Exercise description: Retype every record exactly. Skip the images.

==============================

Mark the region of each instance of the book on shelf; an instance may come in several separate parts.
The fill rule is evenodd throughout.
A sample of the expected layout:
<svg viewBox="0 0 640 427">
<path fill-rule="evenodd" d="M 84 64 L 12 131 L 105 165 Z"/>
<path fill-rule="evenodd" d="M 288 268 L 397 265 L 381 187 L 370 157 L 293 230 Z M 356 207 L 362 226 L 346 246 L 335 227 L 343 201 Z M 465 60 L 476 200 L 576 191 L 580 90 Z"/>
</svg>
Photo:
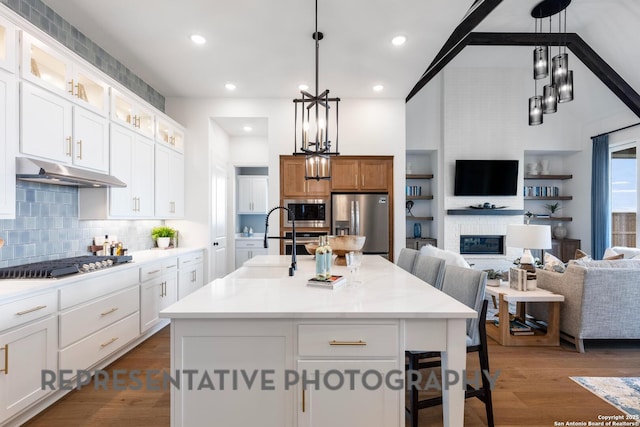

==============================

Exercise response:
Mark the region of each instance of the book on shelf; an instance may come in several separate parts.
The fill rule is evenodd throughout.
A sample of the expected layout:
<svg viewBox="0 0 640 427">
<path fill-rule="evenodd" d="M 84 64 L 12 131 L 105 165 Z"/>
<path fill-rule="evenodd" d="M 288 268 L 397 265 L 381 187 L 370 157 L 293 230 Z M 356 207 L 362 226 L 346 246 L 335 227 L 343 201 Z M 465 60 L 476 200 L 576 191 L 580 90 Z"/>
</svg>
Photo:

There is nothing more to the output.